§ **REQUIREMENTS**
Lay out the lines from the one containing "of the speaker" through the end of the records as a Markdown table with the columns "Row" and "Line", numbering each row and omitting any blank lines.

§ **Excerpts of location labeling data**

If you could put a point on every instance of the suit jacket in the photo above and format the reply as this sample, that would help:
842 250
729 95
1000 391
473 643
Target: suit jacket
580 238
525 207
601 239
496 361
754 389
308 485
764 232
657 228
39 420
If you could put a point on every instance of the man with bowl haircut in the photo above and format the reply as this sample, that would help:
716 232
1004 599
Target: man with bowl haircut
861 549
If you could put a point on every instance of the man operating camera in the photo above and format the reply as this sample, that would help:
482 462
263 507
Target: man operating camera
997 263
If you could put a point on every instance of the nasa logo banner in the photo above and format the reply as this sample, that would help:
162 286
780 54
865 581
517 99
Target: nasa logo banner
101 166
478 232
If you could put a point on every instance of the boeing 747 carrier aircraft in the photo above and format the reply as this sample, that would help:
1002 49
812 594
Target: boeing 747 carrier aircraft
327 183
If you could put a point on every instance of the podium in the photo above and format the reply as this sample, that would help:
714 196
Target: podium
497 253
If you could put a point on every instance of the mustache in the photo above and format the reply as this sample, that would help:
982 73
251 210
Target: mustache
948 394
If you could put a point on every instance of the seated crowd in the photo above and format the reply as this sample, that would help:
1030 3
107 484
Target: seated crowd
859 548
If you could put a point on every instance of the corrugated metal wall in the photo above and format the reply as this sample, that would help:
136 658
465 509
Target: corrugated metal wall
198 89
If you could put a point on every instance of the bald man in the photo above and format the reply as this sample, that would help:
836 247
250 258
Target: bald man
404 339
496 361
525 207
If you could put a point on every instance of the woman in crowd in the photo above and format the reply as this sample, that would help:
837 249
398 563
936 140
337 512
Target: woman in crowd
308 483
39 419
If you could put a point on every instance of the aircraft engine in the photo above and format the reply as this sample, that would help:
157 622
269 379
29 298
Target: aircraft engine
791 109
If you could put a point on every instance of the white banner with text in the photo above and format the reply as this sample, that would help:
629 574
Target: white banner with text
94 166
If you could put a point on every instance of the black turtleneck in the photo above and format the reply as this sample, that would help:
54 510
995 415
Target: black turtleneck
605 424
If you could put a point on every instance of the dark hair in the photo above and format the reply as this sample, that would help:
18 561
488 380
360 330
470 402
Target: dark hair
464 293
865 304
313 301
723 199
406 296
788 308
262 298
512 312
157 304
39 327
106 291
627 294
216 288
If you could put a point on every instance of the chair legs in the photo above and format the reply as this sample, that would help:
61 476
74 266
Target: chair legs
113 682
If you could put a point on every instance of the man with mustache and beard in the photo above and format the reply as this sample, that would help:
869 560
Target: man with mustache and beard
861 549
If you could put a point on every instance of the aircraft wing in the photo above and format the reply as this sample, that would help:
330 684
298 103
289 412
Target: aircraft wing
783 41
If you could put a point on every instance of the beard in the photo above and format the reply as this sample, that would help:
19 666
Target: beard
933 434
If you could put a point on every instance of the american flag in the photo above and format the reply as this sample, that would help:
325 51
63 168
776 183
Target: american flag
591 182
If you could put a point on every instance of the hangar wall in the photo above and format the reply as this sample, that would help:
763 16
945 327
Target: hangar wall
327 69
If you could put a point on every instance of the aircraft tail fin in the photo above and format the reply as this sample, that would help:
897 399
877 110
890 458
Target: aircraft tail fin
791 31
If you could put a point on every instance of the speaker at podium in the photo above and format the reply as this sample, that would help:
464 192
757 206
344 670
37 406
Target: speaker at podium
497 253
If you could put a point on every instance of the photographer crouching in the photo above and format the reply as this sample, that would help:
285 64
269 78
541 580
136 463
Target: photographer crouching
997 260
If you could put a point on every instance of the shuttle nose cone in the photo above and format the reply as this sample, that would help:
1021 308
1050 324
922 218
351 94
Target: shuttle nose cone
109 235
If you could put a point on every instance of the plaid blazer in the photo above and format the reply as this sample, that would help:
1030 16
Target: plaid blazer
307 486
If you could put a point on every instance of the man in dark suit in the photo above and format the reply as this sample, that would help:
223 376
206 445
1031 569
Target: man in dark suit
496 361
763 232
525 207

§ **EXERCISE ANSWER**
| Row | Line |
|---|---|
| 1 | If you could put a point on every instance of the speaker at podium in the photo above and format the reply as this sample, that would help: |
| 2 | 464 192 |
| 3 | 757 206 |
| 4 | 344 670 |
| 5 | 37 406 |
| 6 | Target: speaker at podium |
| 7 | 497 253 |
| 8 | If you could put a point on every instance of the photographer crouching in the photo above and format the reply as this sample, that would help: |
| 9 | 285 64 |
| 10 | 269 78 |
| 11 | 541 580 |
| 12 | 136 463 |
| 13 | Target: photographer crouching |
| 14 | 997 260 |
| 15 | If you could put a point on every instance of the shuttle nose cone in the photo above and format the reply as this sample, that would help: |
| 16 | 1021 308 |
| 17 | 1050 324 |
| 18 | 922 218 |
| 19 | 351 94 |
| 20 | Target: shuttle nose cone |
| 21 | 109 235 |
| 22 | If you could put a point on every instance of the plaid blazer in the photo above and format the reply as this sample, that would help: |
| 23 | 1030 16 |
| 24 | Target: plaid blazer |
| 25 | 307 486 |
| 26 | If you could put a point on every instance of the man in dark suit in the photo above and format the reply as this sample, that would help: |
| 27 | 223 376 |
| 28 | 206 445 |
| 29 | 1031 569 |
| 30 | Target: man in dark suit |
| 31 | 496 361 |
| 32 | 763 232 |
| 33 | 525 207 |